The entries below should be quoted exactly, with no pictures carried over.

--- Start of Data to use ---

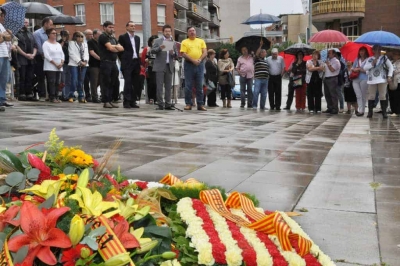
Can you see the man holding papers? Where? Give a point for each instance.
(165, 50)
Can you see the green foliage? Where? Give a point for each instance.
(233, 53)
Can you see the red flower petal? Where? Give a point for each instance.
(47, 256)
(57, 238)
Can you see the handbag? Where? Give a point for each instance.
(231, 80)
(354, 75)
(297, 81)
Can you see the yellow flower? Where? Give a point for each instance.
(93, 204)
(76, 230)
(120, 259)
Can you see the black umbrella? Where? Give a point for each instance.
(252, 43)
(66, 20)
(38, 10)
(299, 47)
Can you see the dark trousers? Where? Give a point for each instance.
(331, 93)
(53, 80)
(394, 100)
(314, 95)
(86, 85)
(289, 100)
(132, 82)
(40, 76)
(94, 74)
(275, 91)
(108, 80)
(25, 80)
(226, 92)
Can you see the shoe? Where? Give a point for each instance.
(114, 105)
(107, 105)
(6, 104)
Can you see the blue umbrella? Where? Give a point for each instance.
(383, 38)
(15, 16)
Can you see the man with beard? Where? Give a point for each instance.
(27, 49)
(40, 37)
(108, 49)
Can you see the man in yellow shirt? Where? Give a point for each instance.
(194, 51)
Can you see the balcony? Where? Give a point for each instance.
(213, 3)
(214, 21)
(180, 25)
(198, 13)
(181, 4)
(329, 10)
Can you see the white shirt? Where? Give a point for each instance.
(335, 65)
(132, 37)
(52, 51)
(4, 52)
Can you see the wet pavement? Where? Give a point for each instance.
(321, 164)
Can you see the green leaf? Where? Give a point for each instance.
(47, 204)
(14, 178)
(10, 159)
(33, 174)
(4, 189)
(21, 254)
(69, 170)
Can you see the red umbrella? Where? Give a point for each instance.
(329, 36)
(350, 50)
(289, 59)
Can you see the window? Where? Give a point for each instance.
(80, 12)
(136, 13)
(106, 12)
(59, 8)
(161, 15)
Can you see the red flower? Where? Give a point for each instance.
(39, 234)
(141, 184)
(8, 216)
(72, 255)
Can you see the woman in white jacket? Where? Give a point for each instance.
(78, 63)
(380, 72)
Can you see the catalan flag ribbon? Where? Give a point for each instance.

--- End of Data to use ---

__Solution to this task__:
Can you see the man holding papers? Where? Give a point for each instance.
(165, 50)
Can you see the green foliage? Where? Give a point for each instance.
(233, 53)
Can you see the red flower petal? Where? Give a point for each instance.
(47, 256)
(57, 238)
Can you see the handbag? Where? Give a point for each instance.
(231, 80)
(354, 75)
(297, 81)
Can you see the yellow flower? Where? Give a point for each instance.
(93, 204)
(76, 230)
(120, 259)
Can you see the black umbrella? Where? Give a point for each instance.
(252, 43)
(66, 20)
(38, 10)
(299, 47)
Can you see the dark trousers? Where? Give a point for each instance.
(331, 93)
(53, 80)
(394, 100)
(314, 95)
(86, 85)
(289, 100)
(132, 82)
(40, 76)
(94, 74)
(275, 91)
(108, 80)
(25, 80)
(226, 92)
Can you see the shoe? Where? Give a point for each instance.
(114, 105)
(107, 105)
(6, 104)
Can you see the blue umbrella? Where? Give a point for each instance.
(383, 38)
(15, 16)
Can you see the man with beard? Where? Give a point for each instance.
(27, 49)
(40, 37)
(108, 49)
Can you see the man in yellow shirt? Where? Give a point for each instance.
(194, 51)
Can you see the balcony? Where? Give a point for each instance.
(213, 3)
(214, 21)
(180, 25)
(198, 13)
(181, 4)
(329, 10)
Can you see the white shirt? Where? Give a point for each instance.
(335, 65)
(132, 37)
(52, 51)
(4, 52)
Can you see the wet pavement? Where? Give a point for each instance.
(321, 164)
Can you see the green leaf? Where? Give a point for each instance.
(47, 204)
(14, 178)
(10, 159)
(33, 174)
(4, 189)
(21, 254)
(69, 170)
Can you see the red umbrella? Where? Give a point for each instance.
(329, 36)
(350, 50)
(289, 59)
Can you see the window? Where? Give a point for each instance.
(80, 12)
(136, 13)
(106, 12)
(59, 8)
(161, 15)
Can you see the red flower? Where? Give a point for each instance.
(39, 234)
(141, 184)
(8, 216)
(72, 255)
Can you see the woman in white jacket? Where? Give a point for each instance.
(78, 63)
(380, 72)
Can you see the catalan flag ribbon? Where? Give a point for each instance.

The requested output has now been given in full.